## AIM OF THE TASK
Count the lines in the records below that contain the string "light", matching case exactly, and reply with only that number.

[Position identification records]
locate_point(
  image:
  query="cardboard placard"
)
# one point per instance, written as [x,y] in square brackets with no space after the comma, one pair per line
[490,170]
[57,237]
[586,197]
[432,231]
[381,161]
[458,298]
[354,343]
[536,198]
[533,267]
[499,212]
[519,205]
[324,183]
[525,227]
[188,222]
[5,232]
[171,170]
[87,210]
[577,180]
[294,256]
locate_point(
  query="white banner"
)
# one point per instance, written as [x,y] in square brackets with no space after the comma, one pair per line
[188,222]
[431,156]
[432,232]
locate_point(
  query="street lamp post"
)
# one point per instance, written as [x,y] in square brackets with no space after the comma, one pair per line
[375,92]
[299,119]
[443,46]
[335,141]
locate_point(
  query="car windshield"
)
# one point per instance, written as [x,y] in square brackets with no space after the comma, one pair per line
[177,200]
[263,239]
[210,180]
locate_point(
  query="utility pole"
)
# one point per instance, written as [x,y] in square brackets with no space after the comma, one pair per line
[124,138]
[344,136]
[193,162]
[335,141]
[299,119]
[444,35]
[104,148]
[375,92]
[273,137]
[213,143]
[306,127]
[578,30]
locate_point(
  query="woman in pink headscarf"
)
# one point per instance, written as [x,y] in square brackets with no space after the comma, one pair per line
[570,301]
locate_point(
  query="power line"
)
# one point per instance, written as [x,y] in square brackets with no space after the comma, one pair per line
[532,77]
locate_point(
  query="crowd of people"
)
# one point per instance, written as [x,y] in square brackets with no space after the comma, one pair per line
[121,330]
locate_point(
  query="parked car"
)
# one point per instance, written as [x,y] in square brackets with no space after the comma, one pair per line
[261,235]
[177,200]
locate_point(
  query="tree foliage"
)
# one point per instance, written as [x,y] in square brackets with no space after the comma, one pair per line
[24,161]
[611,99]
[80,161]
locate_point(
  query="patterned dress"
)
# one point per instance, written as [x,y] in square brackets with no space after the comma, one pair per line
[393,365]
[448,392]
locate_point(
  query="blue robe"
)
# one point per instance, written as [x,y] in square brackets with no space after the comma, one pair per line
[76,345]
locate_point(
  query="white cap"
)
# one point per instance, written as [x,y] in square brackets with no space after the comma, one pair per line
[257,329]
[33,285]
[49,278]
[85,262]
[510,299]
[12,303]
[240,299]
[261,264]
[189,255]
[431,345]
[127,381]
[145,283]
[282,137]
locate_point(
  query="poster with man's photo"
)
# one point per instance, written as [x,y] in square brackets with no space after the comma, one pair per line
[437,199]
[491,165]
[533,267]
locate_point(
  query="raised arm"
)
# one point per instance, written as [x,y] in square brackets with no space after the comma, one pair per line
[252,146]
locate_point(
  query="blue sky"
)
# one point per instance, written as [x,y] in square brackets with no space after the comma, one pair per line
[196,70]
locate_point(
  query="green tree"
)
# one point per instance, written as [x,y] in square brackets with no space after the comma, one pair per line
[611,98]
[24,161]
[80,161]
==
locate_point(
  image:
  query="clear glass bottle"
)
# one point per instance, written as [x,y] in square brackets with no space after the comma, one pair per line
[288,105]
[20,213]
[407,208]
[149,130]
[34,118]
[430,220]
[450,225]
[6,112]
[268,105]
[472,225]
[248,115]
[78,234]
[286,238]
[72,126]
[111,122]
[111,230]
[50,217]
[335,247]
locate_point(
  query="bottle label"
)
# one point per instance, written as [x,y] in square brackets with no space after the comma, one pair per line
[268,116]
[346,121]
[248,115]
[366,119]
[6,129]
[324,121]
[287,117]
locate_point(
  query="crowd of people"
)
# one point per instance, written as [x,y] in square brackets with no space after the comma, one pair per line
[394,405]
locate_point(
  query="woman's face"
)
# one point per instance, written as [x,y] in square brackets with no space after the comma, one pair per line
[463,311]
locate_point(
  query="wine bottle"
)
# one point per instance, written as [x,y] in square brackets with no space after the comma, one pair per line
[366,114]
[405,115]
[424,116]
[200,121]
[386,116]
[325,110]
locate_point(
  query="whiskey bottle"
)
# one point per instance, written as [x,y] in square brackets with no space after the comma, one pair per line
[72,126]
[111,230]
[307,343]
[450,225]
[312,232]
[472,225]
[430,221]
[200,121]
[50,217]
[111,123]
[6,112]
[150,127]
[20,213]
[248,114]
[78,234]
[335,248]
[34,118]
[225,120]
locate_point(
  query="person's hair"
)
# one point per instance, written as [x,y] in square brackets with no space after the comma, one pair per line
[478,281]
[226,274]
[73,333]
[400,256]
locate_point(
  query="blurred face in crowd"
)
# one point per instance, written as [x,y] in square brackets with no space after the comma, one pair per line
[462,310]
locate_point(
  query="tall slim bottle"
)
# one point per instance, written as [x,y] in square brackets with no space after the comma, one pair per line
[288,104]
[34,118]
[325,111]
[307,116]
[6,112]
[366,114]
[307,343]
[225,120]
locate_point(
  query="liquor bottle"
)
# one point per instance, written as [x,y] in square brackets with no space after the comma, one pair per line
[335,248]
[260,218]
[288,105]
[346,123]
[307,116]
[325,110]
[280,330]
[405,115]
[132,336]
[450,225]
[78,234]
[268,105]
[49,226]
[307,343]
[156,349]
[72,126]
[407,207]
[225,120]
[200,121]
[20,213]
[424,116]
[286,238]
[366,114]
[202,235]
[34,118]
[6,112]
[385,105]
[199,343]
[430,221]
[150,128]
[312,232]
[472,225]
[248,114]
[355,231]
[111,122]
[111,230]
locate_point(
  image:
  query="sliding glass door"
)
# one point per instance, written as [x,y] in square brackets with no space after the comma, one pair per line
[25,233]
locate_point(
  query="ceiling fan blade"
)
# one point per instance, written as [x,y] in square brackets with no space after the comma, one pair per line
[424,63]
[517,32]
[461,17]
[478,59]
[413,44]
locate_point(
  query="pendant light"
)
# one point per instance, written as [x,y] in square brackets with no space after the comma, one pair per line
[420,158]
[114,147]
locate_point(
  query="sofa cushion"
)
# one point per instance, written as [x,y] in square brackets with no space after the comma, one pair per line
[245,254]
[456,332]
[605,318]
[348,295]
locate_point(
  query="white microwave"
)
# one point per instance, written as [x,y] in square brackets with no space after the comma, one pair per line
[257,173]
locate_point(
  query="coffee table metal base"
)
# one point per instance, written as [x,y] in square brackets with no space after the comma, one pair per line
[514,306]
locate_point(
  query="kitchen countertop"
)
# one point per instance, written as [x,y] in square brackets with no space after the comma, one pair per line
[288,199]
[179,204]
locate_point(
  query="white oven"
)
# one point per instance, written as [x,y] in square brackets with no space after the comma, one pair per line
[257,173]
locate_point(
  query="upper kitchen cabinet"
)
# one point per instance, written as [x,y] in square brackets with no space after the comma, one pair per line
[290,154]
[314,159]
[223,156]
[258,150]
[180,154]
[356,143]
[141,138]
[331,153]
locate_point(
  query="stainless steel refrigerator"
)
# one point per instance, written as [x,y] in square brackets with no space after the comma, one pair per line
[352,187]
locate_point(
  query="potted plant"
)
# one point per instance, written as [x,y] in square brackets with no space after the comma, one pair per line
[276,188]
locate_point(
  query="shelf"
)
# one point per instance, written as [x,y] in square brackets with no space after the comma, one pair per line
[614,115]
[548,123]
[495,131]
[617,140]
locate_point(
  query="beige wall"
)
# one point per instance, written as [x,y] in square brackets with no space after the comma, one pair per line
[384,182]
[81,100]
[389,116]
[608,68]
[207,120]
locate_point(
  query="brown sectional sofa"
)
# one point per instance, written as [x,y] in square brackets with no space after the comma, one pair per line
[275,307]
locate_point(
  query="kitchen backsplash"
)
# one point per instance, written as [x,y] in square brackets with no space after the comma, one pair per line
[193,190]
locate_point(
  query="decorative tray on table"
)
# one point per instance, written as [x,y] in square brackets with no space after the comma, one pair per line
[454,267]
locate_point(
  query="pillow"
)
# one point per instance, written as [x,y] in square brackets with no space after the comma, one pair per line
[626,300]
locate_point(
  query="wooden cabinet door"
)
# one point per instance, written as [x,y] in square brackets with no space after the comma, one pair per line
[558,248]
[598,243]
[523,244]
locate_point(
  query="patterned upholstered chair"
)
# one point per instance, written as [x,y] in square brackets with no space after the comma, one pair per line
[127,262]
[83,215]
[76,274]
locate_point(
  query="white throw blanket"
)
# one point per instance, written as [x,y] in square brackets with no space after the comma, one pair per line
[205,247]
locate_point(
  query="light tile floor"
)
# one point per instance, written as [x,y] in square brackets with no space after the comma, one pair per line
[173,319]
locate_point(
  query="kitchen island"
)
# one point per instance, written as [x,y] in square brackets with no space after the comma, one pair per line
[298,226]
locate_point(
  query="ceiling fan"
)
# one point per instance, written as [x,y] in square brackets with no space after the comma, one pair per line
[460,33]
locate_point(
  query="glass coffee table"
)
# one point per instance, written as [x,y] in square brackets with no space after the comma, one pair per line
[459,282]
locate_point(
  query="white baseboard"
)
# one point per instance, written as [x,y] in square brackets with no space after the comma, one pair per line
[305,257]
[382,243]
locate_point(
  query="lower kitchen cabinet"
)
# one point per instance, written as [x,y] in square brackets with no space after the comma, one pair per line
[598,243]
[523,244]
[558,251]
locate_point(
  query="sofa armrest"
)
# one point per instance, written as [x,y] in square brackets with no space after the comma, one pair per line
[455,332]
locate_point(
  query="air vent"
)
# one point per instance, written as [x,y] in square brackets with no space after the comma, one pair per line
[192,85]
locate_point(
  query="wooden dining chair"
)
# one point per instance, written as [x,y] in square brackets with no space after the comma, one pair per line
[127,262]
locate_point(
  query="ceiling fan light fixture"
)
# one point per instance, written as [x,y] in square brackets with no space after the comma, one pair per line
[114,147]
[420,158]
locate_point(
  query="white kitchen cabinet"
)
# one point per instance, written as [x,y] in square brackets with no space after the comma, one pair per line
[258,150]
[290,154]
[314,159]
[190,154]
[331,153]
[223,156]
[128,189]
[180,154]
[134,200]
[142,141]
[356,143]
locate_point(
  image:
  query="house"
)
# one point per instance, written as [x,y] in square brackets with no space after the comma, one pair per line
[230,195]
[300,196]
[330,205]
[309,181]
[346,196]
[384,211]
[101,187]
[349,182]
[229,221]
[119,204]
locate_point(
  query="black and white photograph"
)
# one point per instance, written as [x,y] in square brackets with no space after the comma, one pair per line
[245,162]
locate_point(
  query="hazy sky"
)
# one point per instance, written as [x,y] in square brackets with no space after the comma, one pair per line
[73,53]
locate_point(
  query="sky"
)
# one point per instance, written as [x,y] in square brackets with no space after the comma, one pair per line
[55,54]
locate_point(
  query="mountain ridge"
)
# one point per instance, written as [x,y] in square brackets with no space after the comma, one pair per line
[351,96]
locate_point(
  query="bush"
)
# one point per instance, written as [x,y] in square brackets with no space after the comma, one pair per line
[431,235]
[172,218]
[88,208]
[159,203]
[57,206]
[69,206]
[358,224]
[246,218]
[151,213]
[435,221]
* * *
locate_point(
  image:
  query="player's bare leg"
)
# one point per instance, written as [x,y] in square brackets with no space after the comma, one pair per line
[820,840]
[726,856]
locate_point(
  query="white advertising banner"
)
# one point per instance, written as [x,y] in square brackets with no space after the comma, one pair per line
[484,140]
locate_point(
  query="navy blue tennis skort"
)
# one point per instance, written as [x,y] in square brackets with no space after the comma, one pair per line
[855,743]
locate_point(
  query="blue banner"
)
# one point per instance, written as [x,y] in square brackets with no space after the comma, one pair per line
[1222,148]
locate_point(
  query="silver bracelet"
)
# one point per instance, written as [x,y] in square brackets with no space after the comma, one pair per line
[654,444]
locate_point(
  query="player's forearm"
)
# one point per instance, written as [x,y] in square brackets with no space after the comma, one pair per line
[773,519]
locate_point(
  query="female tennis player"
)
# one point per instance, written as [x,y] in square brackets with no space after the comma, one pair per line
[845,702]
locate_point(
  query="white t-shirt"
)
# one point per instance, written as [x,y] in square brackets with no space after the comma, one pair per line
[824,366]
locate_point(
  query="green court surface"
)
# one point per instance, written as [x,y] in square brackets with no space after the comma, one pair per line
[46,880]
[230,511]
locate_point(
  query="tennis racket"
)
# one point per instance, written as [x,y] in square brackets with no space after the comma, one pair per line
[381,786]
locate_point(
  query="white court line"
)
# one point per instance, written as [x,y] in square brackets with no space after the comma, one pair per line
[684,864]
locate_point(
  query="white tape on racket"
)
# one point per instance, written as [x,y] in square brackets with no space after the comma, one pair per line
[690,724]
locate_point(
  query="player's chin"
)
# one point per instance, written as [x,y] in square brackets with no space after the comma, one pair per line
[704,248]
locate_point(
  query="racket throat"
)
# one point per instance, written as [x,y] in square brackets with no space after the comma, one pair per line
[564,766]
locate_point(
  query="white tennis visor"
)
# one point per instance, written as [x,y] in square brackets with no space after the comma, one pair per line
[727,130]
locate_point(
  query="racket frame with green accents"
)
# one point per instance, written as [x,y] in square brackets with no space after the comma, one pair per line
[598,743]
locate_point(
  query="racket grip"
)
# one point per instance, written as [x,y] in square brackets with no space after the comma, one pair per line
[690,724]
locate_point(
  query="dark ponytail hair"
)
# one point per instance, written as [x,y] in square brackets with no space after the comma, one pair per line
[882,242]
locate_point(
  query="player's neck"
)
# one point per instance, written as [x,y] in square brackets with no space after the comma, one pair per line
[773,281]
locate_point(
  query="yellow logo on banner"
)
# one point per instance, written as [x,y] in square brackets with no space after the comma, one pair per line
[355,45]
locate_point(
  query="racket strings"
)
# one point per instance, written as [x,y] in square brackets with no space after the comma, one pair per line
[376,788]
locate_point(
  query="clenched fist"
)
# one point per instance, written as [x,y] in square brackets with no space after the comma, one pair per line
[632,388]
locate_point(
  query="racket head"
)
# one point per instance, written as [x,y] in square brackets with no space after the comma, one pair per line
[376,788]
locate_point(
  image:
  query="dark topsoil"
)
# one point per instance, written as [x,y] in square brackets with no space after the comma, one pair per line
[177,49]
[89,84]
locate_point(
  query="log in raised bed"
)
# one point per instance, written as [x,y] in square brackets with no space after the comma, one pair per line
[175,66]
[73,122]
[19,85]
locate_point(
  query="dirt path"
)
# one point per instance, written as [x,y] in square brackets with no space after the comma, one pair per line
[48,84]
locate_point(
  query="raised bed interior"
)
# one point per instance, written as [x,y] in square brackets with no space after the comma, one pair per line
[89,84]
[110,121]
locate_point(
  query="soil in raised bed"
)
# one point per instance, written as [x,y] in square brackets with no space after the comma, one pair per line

## ANSWER TO THE PROBLEM
3